3.2 Epilepsy Imaging Study

We also apply our method to mesial temporal lobe (mTLE) epilepsy study. mTLE is one of the most common types of focal epilepsy. Among mTLE structural abnormalities, hippocampus is one of the most frequent structures that can be affected. As indicated in [14], epilepsy may cause shrinkage of the affected hippocampus in comparison to the non-affected one. In this experiment, we have applied our method on twenty TLE patients to quantify the shape variation between left and right hippocampus. Half number of the patients are reported to have left defected hippocampus and the other half have abnormality in the right hippocampus. For generating the 3D hippocampus surfaces, right and left hippocampi are segmented from 3D T1 images. Right hippocampi are then mirrored in order to have the same direction as the left ones. In Fig. 2a and b, column 1 and 2 show samples of left and right hippocampi. Column 3 shows the computed scale function distributions on the left hippocampus surface when mapping from the left one to the right. The colors denote the values of scale function in each vertices of original surface. Red means dilating, blue means contraction, and white means no distortion. According to the clinical record, Fig. 2a is for a patient case that has left abnormal hippocampus, therefore, mapping from the left hippocampus to the right displays more expansion (indicated in red), i.e., the left hippocampus is shrunk (i.e., diseased) compared to the right, normal one. Figure 2b depicts another patient case that has the right defected hippocampus. When mapping from the left hippocampus to the right, the scale distribution displayed on the left hippocampus surface mainly shows the shrinkage (indicated in blue) which indicates the right hippocampus is shrunk (diseased) in comparison to the left hippocampus.

To see how eigenfunctions vary after changing eigenvalues, we select the 12th eigenvalue and show the eigenfunctions corresponding to this eigenvalue on the source manifold before and after mapping to the target manifold. Figure 2c shows the 12th eigenfunction of left hippocampus (first column), right hippocampus (second column), and the mapped hippocampus (third column). The eigenfunctions are normalized between −1 and 1. The values of eigenfunction at each vertex are expressed with color map, where red means larger value, blue means smaller ones, and white means zero. Comparing the eigenfunction patterns before and after alignment, great improvement is obtained and the pattern of the eigenfunction in source manifold has changed to well map into the target manifold.

Fig. 2.

(a) and (b) show the results of mapping the left hippocampus to the right one for two patient cases. (c) shows the 12th eigenfunction of the left hippocampus (column 1), right hippocampus (column 2), and the left hippocampus after being mapped (column 3). The pattern of the eigenfunction for the left hippocampus shape has been changed in order to map the right one. (Color figure online)

Table 1. The result of aligning eigenvalues of the left hippocampus to the right one using the same case as in Fig. 2a.

In order to show the variation of eigenvalues of manifolds before and after mapping, we list the 2nd to 8th eigenvalues of left hippocampus (before and after mapping) and the right hippocampus in Table 1. The eigenvalues are normalized by the first nonzero one to remove the scale factor. It can be seen that after applying the spectrum alignment algorithm, the eigenvalues of the source manifold have been changed in order to well align with the target ones.

4 Conclusion

In this paper, we present a registration-free method to quantify the deformation between shapes. The result of spectral alignment of shape spectrum can provide the scale function which defines the deformation of each vertex. This method can be used for diagnosing the local deformation of hippocampus that is affected by epilepsy. It can be applied to other morphometry analyses as well. The proposed method can handle complicated meshes with more than 5000 or 10,000 vertices on regular desktops and laptops. The algorithm relies on the linear system, which will be highly scalable on GPU or cloud computing. Furthermore, we will apply our method on the brain and other surfaces in the future.

====================

§ **BRIEF 1**
In the epilepsy imaging excerpt, how many TLE patients was the method applied to?
§ **BRIEF 2**
Echo the part of the epilepsy imaging excerpt that opens with the words containing "In order to show" and closes with "the target ones.".

====================

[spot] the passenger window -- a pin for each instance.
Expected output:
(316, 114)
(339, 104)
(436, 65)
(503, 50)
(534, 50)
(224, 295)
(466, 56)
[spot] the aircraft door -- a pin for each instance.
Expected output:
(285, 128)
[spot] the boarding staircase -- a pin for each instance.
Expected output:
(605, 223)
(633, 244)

====================

§ **EXERCISE ANSWER 1**
Twenty TLE patients.

§ **EXERCISE ANSWER 2**
In order to show the variation of eigenvalues of manifolds before and after mapping, we list the 2nd to 8th eigenvalues of left hippocampus (before and after mapping) and the right hippocampus in Table 1. The eigenvalues are normalized by the first nonzero one to remove the scale factor. It can be seen that after applying the spectrum alignment algorithm, the eigenvalues of the source manifold have been changed in order to well align with the target ones.